# BACAAN UNTUK DITELAAH
Selasa 15 Sep 2020 14:34 WIB

BPS: Lebih dari 80 Persen Pengusaha Turun Pendapatannya

Akomodasi dan makanan minuman menjadi sektor usaha yang terdampak paling signifikan.

Rep: Adinda Pryanka/ Red: Nidia Zuraya
Pendapatan (ilustrasi)
Foto: Republika/ Wihdan
Pendapatan (ilustrasi)

REPUBLIKA.CO.ID, JAKARTA – Sebanyak 84 persen usaha mikro dan kecil (UMK) dan 82 persen usaha menengah dan besar (UMB) mengalami penurunan pendapatan sejak pandemi Covid-19 terjadi. Data ini didapatkan dari survei Badan Pusat Statistik (BPS) terhadap 34 ribu pengusaha UMK dan UMB dari berbagai daerah di Indonesia.

Survei dilakukan pada 10 hingga 26 Juli. Akomodasi dan makanan minuman menjadi sektor yang terdampak paling signifikan. Sebanyak 92,47 persen dari responden yang bergerak di sektor ini menyatakan mengalami penurunan pendapatan curam.

Baca Juga

Kepala BPS Suhariyanto mengatakan, opini tersebut sebanding dengan data pertumbuhan ekonomi kuartal kedua. Pada periode tersebut, sektor akomodasi dan makanan minuman mengalami pertumbuhan minus 22,02 persen.

"Artinya, mereka yang terdampak pada kuartal kedua, masih mengalami kesulitan di Juli ini," katanya dalam konferensi pers secara virtual, Selasa (15/9).

Sebanyak 90,90 responden dari sektor jasa lainnya juga mengalami penurunan pendapatan sejak pandemi terjadi. Sementara itu, 90,34 persen responden transportasi dan pergudangan juga mengalami hal serupa.

Di sisi lain, data BPS menunjukkan, masih ada pelaku usaha yang menginfokan kenaikan pendapatan pada masa pandemi. Penjualan produk mereka justru meningkat dibandingkan masa normal. Hanya saja, jumlahnya memang kecil, yakni dua persen dari responden UMK dan tiga persen dari respon UMB.

Suhariyanto mengatakan, beberapa komoditas yang mengalami peningkatan penjualan pada masa pandemi adalah industri frozen food (makanan beku). Selain itu, industri jamu, penjualan masker, sepeda dan layanan internet. "Persentasenya kecil, tapi di tengah Covid-19, mereka justru bergerak dan mendapatkan keuntungan lebih dibandingkan normal," tuturnya.

Pandemi Covid-19 turut berdampak dari sisi status operasional dan skala usaha. Sebanyak 24 persen dari responden UMK dan 28 persen dari responden UMB memutuskan mengurangi kapasitas produksi. Bahkan, lima persen UMK dan 10 persen UMB harus berhenti beroperasi karena tekanan ekonomi.

# TUGAS LATIHAN
1. Tentukan apakah setiap pernyataan (a), (b), dan (c) berikut sesuai dengan bacaan tentang pendapatan pengusaha selama pandemi di atas. Jawab ya atau tidak, lalu kutip kata-kata bacaan yang menjadi penentunya.
(a) Survei BPS dilakukan pada 10 hingga 26 Juli.
(b) Sektor akomodasi dan makanan minuman tumbuh positif pada kuartal kedua.
(c) Sepuluh persen UMB harus berhenti beroperasi.
2. Jawablah pertanyaan berikut berdasarkan bacaan tentang pendapatan pengusaha selama pandemi.
(a) Berapa banyak pengusaha yang disurvei BPS?
(b) Berapa persen responden UMK yang memutuskan mengurangi kapasitas produksi?
(c) Siapa Kepala BPS yang disebut dalam bacaan?
3. Cetaklah dengan tepat bagian bacaan tentang pendapatan pengusaha selama pandemi yang membentang dari "Rep: Adinda Pryanka/" sampai "penurunan pendapatan curam.".
Baris-baris data yang menyusul tidak berkaitan dengan bacaan di atas.

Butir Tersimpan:

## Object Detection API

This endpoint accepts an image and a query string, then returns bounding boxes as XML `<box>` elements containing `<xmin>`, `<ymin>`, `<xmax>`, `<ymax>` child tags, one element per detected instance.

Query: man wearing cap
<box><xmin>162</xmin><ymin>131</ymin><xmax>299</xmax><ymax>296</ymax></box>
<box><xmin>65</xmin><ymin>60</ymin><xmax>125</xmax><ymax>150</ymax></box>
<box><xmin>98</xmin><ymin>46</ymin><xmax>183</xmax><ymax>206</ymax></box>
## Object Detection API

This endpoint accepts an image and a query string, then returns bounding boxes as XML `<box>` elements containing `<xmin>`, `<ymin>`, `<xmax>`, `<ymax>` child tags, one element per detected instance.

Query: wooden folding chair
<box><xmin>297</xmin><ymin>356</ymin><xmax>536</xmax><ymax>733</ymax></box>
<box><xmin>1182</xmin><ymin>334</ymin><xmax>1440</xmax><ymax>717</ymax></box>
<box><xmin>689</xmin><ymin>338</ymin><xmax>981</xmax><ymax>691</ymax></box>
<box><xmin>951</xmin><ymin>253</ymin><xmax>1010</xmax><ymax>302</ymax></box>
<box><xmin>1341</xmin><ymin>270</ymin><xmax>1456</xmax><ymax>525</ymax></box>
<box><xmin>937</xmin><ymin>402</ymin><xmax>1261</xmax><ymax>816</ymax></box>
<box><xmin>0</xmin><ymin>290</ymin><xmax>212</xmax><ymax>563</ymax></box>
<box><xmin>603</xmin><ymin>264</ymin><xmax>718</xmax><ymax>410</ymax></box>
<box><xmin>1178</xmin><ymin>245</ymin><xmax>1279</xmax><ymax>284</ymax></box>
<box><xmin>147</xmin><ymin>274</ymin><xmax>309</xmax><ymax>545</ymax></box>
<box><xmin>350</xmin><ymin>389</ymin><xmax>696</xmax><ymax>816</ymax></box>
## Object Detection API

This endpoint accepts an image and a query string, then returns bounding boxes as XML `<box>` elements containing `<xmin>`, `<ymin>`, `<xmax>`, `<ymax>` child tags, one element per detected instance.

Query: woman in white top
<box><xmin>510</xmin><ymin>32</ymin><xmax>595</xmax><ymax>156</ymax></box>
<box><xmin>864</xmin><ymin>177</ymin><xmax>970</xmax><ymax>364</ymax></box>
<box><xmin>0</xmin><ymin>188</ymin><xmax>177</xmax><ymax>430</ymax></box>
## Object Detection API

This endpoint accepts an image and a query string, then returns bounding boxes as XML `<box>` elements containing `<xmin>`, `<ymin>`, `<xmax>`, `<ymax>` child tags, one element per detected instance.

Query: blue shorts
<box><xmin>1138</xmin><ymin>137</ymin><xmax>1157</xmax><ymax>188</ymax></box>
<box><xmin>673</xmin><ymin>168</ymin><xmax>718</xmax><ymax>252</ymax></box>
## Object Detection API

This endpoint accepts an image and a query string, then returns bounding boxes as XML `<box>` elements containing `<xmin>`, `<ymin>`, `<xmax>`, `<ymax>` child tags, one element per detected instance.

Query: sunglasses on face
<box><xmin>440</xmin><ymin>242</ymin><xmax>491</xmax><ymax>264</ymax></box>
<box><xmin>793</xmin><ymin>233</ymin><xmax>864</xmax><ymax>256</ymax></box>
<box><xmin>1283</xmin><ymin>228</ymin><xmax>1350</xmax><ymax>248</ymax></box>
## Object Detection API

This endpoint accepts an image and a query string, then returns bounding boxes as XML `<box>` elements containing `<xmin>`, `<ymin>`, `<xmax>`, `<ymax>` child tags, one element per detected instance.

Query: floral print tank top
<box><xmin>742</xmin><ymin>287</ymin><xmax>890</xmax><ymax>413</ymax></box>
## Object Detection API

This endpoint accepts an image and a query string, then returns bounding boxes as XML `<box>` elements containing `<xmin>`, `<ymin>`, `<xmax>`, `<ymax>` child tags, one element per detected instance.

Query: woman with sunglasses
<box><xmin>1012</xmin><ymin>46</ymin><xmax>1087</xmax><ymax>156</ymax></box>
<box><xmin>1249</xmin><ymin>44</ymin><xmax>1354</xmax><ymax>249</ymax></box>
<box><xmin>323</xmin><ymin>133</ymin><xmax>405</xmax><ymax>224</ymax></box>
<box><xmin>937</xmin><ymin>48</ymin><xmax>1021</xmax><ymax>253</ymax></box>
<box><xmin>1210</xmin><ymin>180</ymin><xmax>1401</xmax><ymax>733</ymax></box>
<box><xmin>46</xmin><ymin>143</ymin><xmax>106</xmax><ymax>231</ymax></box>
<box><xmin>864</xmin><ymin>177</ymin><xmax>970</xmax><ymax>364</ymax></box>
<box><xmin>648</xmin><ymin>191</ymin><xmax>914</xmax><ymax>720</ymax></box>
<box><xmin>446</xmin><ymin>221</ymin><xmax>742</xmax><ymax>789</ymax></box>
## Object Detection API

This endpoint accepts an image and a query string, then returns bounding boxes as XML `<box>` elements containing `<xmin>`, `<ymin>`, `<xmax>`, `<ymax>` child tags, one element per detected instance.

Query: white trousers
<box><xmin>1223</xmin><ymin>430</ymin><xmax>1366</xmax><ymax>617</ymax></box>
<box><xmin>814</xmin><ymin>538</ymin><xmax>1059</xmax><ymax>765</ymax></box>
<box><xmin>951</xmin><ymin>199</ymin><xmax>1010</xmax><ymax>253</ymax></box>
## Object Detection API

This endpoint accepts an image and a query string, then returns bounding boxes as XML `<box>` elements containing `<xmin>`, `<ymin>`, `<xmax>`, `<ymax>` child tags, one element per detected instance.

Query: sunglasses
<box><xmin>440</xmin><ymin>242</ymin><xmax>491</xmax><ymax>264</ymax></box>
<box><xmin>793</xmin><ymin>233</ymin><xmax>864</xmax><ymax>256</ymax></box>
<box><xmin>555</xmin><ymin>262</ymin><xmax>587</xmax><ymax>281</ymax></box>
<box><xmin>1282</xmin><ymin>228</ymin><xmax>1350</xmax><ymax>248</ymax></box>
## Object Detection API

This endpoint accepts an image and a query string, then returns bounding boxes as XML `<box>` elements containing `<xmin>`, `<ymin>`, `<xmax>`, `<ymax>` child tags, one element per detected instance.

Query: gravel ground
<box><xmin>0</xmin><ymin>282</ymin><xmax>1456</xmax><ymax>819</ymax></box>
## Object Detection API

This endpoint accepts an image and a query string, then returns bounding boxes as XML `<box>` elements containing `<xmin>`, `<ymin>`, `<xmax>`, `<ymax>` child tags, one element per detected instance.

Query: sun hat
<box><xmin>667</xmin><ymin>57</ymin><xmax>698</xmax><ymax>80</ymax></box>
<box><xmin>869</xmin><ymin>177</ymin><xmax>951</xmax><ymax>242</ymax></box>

# KUNCI JAWABAN
1.
(a) Ya: "Survei dilakukan pada 10 hingga 26 Juli."
(b) Tidak: "sektor akomodasi dan makanan minuman mengalami pertumbuhan minus 22,02 persen."
(c) Ya: "lima persen UMK dan 10 persen UMB harus berhenti beroperasi karena tekanan ekonomi."

2.
(a) 34 ribu pengusaha UMK dan UMB.
(b) 24 persen.
(c) Suhariyanto.

3.
Rep: Adinda Pryanka/ Red: Nidia Zuraya
Pendapatan (ilustrasi)
Foto: Republika/ Wihdan
Pendapatan (ilustrasi)

REPUBLIKA.CO.ID, JAKARTA – Sebanyak 84 persen usaha mikro dan kecil (UMK) dan 82 persen usaha menengah dan besar (UMB) mengalami penurunan pendapatan sejak pandemi Covid-19 terjadi. Data ini didapatkan dari survei Badan Pusat Statistik (BPS) terhadap 34 ribu pengusaha UMK dan UMB dari berbagai daerah di Indonesia.

Survei dilakukan pada 10 hingga 26 Juli. Akomodasi dan makanan minuman menjadi sektor yang terdampak paling signifikan. Sebanyak 92,47 persen dari responden yang bergerak di sektor ini menyatakan mengalami penurunan pendapatan curam.